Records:
********************
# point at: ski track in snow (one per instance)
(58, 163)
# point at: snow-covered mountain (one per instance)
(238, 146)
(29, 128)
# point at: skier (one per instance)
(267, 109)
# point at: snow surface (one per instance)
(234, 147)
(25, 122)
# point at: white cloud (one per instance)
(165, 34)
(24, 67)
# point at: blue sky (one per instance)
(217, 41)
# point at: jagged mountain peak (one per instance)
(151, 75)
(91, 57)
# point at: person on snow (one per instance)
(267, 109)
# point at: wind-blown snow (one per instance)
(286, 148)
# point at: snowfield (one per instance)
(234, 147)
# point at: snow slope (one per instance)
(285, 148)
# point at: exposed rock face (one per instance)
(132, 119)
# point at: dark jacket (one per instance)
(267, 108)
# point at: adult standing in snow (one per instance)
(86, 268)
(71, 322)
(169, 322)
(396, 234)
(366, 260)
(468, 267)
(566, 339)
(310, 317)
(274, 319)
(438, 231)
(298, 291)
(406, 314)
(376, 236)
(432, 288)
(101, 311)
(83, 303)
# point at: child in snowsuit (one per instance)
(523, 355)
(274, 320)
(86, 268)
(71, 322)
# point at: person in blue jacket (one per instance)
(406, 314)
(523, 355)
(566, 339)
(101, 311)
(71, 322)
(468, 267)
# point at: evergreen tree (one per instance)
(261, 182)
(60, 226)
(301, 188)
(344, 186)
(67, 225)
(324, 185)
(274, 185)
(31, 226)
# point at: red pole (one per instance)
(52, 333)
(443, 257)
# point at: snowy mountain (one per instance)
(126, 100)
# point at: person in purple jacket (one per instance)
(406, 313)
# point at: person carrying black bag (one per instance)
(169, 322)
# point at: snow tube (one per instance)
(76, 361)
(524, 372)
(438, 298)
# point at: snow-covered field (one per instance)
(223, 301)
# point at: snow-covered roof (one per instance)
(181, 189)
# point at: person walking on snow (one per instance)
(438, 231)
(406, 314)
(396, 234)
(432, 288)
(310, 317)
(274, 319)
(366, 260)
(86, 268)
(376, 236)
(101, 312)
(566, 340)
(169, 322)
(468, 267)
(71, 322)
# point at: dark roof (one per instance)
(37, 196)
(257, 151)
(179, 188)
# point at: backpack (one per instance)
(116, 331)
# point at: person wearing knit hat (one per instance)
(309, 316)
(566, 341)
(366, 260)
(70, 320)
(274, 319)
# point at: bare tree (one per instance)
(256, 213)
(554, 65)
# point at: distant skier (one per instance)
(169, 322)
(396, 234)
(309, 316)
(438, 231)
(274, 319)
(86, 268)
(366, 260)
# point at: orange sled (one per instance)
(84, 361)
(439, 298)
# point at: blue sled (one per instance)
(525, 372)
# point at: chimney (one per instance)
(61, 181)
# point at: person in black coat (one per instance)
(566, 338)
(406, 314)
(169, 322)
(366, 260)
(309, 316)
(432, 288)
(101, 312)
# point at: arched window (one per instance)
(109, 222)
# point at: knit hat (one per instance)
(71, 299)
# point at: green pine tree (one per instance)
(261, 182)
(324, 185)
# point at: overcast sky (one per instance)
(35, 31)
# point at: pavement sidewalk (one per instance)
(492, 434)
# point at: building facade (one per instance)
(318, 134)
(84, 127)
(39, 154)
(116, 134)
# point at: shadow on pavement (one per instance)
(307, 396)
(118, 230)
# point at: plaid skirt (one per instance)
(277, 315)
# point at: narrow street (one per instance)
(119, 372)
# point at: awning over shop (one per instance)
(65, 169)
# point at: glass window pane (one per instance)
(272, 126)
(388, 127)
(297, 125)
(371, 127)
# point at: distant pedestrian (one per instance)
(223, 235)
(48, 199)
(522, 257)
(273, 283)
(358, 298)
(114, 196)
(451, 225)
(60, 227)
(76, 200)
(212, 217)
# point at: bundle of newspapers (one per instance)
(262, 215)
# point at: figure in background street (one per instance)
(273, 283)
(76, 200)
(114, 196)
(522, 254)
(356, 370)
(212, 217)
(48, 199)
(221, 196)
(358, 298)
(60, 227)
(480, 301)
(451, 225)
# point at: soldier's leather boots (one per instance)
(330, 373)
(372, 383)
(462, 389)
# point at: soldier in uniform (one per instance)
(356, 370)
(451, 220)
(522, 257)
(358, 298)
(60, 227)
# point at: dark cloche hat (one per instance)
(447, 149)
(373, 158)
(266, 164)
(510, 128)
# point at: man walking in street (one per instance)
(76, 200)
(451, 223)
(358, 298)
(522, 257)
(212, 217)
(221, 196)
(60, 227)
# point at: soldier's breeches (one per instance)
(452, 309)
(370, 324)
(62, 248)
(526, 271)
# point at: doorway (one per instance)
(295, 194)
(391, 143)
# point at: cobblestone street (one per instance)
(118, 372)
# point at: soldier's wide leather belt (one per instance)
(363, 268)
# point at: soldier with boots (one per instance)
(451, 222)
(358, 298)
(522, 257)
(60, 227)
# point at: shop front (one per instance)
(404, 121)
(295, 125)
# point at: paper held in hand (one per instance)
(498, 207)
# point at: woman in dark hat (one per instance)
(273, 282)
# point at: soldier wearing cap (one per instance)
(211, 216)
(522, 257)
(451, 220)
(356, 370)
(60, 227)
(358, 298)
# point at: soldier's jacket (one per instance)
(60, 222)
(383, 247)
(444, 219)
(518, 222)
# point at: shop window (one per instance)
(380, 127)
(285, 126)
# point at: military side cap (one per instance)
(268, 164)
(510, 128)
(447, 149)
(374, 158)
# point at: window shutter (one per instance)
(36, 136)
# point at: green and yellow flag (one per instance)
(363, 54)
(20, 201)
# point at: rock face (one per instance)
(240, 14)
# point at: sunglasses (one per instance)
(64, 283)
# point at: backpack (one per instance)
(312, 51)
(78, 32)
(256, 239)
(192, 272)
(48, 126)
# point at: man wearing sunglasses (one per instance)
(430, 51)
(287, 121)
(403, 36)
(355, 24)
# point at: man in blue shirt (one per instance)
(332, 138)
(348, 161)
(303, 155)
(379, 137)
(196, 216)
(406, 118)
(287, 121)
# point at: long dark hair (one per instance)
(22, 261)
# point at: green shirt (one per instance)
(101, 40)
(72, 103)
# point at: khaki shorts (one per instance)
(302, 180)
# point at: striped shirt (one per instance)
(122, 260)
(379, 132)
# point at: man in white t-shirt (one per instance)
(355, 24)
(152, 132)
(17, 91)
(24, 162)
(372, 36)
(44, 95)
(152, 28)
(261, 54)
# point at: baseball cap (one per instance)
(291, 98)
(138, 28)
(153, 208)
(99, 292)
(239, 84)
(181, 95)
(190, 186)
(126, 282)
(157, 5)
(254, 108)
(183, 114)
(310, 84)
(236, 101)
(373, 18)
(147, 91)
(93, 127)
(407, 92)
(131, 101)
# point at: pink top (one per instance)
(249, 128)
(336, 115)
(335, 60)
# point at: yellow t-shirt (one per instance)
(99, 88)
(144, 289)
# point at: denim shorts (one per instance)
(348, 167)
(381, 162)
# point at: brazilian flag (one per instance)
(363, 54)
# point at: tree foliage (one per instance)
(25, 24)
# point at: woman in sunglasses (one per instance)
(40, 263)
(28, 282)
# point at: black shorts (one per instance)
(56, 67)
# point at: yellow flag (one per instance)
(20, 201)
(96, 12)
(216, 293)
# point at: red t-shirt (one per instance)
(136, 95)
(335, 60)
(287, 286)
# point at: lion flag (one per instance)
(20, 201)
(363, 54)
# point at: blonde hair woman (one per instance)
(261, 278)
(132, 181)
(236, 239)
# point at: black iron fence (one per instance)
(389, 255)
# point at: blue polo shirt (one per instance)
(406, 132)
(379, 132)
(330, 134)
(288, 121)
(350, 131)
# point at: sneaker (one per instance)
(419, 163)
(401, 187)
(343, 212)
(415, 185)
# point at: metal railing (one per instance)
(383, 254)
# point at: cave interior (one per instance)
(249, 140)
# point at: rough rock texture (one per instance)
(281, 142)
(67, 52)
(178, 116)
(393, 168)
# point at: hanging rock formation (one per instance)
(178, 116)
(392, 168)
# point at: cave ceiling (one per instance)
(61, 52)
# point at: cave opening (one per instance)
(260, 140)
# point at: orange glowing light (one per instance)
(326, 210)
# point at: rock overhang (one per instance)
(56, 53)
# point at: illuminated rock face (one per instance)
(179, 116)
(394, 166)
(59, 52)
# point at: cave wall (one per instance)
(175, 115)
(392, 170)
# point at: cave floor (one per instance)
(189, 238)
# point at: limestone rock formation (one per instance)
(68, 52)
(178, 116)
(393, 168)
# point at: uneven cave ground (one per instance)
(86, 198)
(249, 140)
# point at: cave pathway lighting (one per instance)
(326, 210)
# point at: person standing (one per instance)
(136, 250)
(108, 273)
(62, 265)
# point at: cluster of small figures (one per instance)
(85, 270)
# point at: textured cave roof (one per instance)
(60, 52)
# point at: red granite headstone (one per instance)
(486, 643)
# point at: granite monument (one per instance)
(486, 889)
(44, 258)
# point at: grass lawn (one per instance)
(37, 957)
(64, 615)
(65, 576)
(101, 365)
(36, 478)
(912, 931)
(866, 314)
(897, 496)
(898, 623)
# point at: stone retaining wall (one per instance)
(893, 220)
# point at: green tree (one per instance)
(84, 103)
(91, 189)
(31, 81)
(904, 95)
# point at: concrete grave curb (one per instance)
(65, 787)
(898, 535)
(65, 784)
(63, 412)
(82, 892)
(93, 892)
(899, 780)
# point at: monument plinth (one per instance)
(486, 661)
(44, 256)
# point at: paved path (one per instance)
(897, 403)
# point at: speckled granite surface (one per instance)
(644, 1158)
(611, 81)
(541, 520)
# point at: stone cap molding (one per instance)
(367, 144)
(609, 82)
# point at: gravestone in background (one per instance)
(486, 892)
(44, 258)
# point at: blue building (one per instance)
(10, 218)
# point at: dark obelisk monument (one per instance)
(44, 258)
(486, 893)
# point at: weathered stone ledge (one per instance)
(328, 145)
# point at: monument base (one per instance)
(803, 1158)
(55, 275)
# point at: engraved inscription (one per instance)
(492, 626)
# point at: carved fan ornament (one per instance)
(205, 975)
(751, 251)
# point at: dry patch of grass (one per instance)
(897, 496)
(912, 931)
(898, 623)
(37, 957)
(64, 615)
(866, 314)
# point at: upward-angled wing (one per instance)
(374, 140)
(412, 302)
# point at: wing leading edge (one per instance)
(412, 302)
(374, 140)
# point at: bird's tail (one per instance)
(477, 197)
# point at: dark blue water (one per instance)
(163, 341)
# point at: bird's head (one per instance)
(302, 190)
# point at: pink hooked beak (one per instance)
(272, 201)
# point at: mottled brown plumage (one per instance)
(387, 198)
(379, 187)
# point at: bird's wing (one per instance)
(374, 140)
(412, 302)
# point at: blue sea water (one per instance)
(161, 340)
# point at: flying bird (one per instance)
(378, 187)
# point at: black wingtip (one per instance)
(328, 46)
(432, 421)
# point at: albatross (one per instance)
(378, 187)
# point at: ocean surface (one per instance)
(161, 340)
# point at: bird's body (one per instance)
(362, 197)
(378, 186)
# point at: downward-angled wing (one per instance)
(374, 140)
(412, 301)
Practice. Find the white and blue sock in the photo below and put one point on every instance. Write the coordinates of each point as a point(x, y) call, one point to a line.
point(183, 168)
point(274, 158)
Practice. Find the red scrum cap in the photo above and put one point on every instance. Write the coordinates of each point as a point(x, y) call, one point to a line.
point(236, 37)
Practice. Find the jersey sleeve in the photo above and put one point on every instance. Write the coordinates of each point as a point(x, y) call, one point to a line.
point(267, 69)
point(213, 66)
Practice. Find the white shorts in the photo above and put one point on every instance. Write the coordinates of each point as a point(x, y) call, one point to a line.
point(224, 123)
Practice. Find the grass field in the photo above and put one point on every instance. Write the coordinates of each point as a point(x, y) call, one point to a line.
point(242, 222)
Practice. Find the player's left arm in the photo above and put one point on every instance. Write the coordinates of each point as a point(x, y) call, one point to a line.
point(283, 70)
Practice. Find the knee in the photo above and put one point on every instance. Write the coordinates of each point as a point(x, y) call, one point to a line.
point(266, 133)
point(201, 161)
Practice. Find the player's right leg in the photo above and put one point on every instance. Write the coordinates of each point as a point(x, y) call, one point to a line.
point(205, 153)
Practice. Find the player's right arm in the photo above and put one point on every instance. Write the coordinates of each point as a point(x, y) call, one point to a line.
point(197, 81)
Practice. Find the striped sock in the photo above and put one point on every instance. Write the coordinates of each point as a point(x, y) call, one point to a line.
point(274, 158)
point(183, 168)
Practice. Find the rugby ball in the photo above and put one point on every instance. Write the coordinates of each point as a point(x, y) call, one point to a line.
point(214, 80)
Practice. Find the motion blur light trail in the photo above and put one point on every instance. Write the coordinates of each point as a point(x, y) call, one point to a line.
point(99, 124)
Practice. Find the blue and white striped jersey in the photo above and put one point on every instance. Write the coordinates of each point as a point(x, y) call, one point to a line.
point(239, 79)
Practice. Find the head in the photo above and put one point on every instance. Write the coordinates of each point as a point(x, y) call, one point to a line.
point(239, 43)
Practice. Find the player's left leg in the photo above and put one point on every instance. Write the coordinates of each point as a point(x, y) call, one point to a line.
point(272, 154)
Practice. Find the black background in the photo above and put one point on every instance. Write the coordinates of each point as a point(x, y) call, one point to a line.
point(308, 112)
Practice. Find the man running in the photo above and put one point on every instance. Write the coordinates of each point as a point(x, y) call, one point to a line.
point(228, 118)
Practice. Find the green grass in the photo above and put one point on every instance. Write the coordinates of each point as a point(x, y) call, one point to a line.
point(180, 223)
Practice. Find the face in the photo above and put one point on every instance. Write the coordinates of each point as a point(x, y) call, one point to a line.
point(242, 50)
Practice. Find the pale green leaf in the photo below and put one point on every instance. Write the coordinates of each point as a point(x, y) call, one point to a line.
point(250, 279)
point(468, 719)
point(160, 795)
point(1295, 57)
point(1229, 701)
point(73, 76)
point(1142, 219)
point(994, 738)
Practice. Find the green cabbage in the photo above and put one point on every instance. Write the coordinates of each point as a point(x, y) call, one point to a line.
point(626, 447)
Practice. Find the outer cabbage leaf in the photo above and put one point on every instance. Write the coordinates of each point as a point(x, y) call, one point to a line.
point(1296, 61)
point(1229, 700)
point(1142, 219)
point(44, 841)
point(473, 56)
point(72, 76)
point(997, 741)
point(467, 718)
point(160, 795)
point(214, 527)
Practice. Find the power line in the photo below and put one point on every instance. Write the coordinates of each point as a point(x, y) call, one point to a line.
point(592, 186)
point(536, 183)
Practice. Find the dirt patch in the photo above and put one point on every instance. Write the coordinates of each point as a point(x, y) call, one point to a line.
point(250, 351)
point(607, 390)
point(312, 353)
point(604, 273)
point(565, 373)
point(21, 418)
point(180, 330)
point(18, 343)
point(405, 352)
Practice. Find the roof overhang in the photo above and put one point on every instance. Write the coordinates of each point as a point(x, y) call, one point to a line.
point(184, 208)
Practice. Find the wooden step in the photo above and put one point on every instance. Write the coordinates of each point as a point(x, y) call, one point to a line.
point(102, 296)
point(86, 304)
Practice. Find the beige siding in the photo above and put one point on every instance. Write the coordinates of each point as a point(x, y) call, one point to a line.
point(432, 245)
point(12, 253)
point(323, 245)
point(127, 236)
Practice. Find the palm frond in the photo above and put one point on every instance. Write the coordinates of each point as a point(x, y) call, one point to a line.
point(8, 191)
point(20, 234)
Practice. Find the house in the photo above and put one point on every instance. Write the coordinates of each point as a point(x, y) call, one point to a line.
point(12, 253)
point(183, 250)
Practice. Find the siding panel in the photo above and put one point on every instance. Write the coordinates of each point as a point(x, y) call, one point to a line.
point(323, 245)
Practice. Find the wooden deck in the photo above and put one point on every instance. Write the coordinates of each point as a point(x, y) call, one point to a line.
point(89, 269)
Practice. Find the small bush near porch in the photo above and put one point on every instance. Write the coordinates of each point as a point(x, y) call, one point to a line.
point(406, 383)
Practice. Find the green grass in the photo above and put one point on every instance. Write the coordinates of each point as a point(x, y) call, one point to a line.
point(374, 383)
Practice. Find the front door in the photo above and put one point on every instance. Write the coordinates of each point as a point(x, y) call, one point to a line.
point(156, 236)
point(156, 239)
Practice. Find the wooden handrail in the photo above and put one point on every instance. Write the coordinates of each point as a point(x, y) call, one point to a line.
********************
Task statement: Keep only the lines from the one containing "Practice. Find the wooden deck" to the end of the entries, and repeat them exactly.

Output below:
Practice. Find the wooden deck in the photo above and put one point on every instance. Write the coordinates of each point as a point(x, y) call, one point to a line.
point(89, 269)
Practice. Find the small bush near porch in the photo above and put one point on every instance. Write the coordinates of each point as a point(x, y) call, one point to a line.
point(406, 383)
Practice. Find the green grass in the photo above and put one point on every instance. Write the coordinates of each point as a point(x, y) call, one point to a line.
point(374, 383)
Practice. Find the front door in the photo above and put one point on every instance. Write the coordinates of each point as a point(x, y) call, one point to a line.
point(156, 236)
point(156, 239)
Practice. Find the wooden handrail in the photo above and put one point on every instance. Write the coordinates of each point as a point(x, y) call, one point to a line.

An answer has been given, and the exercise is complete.